Article:
| In
view of the global economic meltdown and its imminent impact on the advertising,
2009 was bound to be a challenging and tumultuous year. But, even as we entered
into a rather gloomy 2009, there seemed to be a glimmer of hope that India would
manage to insulate itself, at least in part, from the global downswing. And guess
what? Our
1.1 billion-plus population, which until now has always been perceived as the
hindering factor to growth, came to our rescue wherein the consumption of basic
amenities of ROTI, KAPADA & MAKAAN ensured that organic growth
across sectors is not stifled. Top this up with our undying quest for KUSHI
(or constant up-gradation of our standard of living) which during the 2nd half
of the year spurred the growth rates back onto the high single-digit figures.
In the first half of the year, the fear of an impending downturn led to cost-rationalisation
initiatives . . . especially in the sphere of marketing budgets. This resulted
in marketers intensely re-evaluating their ad-spends. With focus on sustaining
consumption of their products (which was coming from every nook & corner of
India), marketers re-visited their basics of reach and frequency. Also,
marketers adopted a stingy spending strategy. With splurging on high-value flashy
media initiatives becoming a luxury that no one could indulge in, it was imperative
to gain market shares in a declining market. The FMCG sector increased their ad
investment by nearly 30 per cent, but on cost-effective options that yielded them
better returns on media investments. This helped them grow their sales by six
per cent. So, one of the most important positives to have emerged from
2009 is that marketers have realized the true potential of television in terms
of reach and cost-efficiencies. With FMCG leading the way and viewing TV more
optimistically than print, other sectors such as auto and telecom followed suit.

Data for this exercise:

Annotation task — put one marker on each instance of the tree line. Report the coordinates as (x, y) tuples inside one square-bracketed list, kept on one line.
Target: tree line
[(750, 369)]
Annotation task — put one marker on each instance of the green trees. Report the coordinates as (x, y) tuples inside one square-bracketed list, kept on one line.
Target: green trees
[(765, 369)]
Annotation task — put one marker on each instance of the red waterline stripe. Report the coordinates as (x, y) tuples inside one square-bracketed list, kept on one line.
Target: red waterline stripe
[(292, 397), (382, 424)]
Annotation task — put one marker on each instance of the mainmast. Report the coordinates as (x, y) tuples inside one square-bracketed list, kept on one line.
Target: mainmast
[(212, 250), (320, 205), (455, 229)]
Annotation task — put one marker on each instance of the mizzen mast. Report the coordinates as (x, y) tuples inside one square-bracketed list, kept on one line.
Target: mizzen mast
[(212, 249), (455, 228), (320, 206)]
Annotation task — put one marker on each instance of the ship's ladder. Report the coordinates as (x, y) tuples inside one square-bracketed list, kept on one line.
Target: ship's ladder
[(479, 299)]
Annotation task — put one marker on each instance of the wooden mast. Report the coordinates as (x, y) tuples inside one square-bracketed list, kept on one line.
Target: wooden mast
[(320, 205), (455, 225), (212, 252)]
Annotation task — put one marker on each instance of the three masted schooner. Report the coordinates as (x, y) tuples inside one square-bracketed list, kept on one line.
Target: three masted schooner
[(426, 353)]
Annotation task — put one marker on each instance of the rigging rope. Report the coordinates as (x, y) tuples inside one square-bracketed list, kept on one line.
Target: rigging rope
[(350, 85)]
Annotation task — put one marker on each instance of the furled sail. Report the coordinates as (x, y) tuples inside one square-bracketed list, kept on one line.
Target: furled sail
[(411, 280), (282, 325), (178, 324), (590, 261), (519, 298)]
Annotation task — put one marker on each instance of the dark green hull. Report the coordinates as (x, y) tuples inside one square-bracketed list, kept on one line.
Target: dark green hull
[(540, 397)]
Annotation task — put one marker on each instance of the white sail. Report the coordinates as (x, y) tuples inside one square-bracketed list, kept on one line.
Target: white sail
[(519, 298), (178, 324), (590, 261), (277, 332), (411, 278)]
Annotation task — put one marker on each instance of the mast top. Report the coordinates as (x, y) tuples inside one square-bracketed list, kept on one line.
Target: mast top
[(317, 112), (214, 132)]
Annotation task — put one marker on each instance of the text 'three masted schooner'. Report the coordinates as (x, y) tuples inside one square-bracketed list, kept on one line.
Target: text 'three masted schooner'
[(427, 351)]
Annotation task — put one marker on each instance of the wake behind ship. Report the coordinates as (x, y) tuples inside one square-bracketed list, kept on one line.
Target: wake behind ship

Written request A: According to the article on advertising in 2009, by how much did the FMCG sector increase its ad investment?
Written request B: From the listing, echo word for word the lines starting at the one that contains "of the dark" and ending at the one that contains "[(519, 298), (178, 324), (590, 261), (277, 332), (411, 278)]".

Task output A: By nearly 30 percent.

Task output B:
Annotation task — put one marker on each instance of the dark green hull. Report the coordinates as (x, y) tuples inside one square-bracketed list, kept on one line.
Target: dark green hull
[(540, 397)]
Annotation task — put one marker on each instance of the white sail. Report the coordinates as (x, y) tuples inside one square-bracketed list, kept on one line.
Target: white sail
[(519, 298), (178, 324), (590, 261), (277, 332), (411, 278)]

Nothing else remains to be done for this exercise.